__WHAT NEEDS TO BE DONE__.
Reproduce the material from the line containing "For every instance of the white wall, the" through the end, replacing "snare drum" with "bass drum" and changing nothing else.
════════════════════
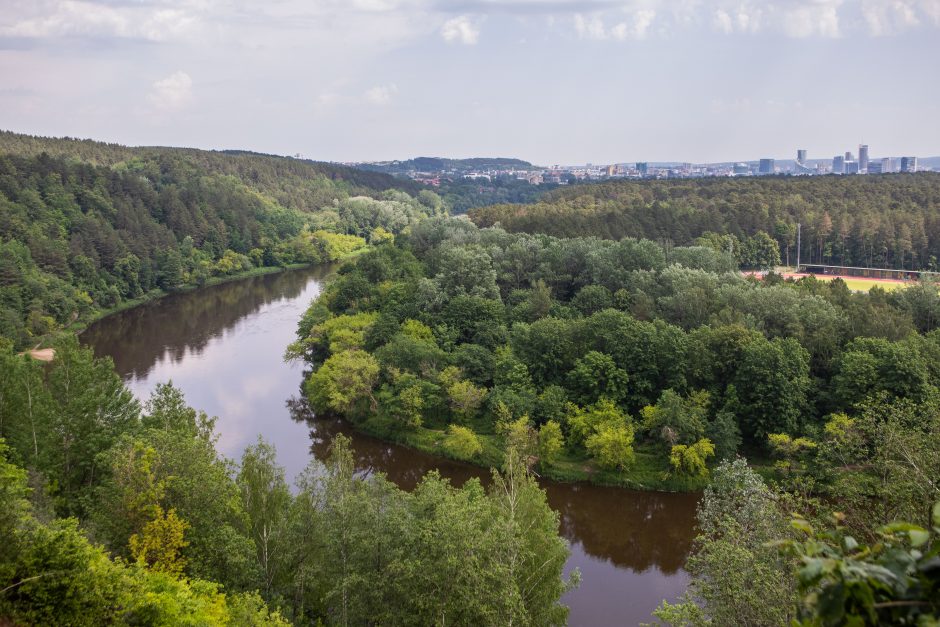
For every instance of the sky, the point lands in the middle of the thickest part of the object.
(549, 81)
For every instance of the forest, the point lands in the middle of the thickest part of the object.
(635, 364)
(113, 513)
(618, 343)
(885, 221)
(86, 227)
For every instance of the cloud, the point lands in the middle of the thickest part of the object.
(80, 18)
(889, 18)
(172, 92)
(819, 17)
(461, 29)
(381, 95)
(743, 18)
(636, 26)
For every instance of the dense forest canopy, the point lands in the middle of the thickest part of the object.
(574, 351)
(609, 349)
(633, 363)
(889, 221)
(86, 226)
(182, 536)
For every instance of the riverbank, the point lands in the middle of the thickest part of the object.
(80, 325)
(649, 472)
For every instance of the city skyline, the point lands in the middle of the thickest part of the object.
(544, 80)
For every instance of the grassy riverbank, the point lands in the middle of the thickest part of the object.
(80, 325)
(650, 470)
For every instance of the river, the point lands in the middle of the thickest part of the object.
(223, 346)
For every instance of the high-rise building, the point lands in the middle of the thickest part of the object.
(838, 164)
(909, 164)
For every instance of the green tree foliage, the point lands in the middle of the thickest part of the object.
(550, 441)
(690, 460)
(266, 500)
(51, 574)
(896, 581)
(738, 576)
(860, 221)
(611, 445)
(369, 552)
(462, 443)
(670, 334)
(87, 226)
(60, 418)
(675, 419)
(344, 380)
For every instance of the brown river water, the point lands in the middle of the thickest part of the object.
(223, 346)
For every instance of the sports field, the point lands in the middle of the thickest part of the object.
(858, 284)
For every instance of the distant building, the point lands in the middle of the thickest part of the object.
(838, 164)
(909, 164)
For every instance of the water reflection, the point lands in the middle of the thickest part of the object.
(630, 546)
(185, 323)
(223, 345)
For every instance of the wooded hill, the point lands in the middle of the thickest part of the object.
(887, 220)
(85, 226)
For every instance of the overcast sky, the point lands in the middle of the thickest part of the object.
(550, 81)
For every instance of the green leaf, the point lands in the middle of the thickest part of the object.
(801, 525)
(918, 537)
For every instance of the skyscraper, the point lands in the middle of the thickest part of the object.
(909, 164)
(838, 164)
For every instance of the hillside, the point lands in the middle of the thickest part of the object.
(885, 220)
(86, 226)
(441, 164)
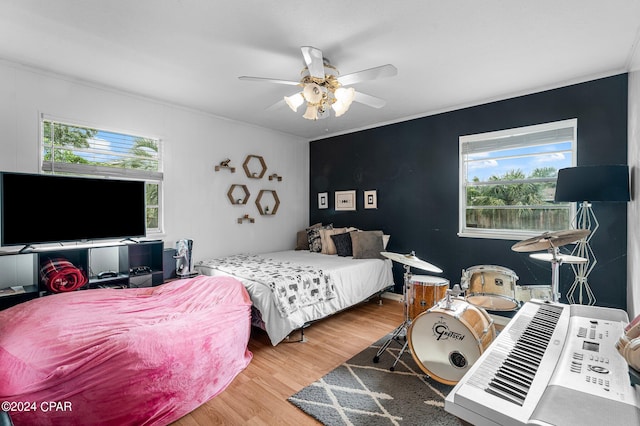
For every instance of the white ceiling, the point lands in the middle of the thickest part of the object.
(449, 54)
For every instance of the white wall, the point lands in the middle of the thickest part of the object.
(633, 236)
(195, 201)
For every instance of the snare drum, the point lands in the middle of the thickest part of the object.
(491, 287)
(424, 292)
(446, 341)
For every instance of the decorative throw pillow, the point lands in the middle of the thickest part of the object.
(328, 247)
(367, 244)
(313, 235)
(343, 244)
(302, 240)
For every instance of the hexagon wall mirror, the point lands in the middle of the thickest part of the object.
════════════════════
__RESPONSE TO THIS EXERCISE__.
For every instance of the white wall, the point lands in the middle of the thickest part of the object.
(633, 236)
(195, 201)
For every instance of the bass drum, the point lands in the middle of the thickest part of the object.
(491, 287)
(424, 292)
(446, 341)
For every instance of the decorative throw pillow, the point lands in the middle of the thickest part of the object.
(328, 247)
(367, 244)
(313, 235)
(343, 244)
(302, 240)
For every instance of the hexagon wall mirror, the point lands in the middle of the thickest part of the object.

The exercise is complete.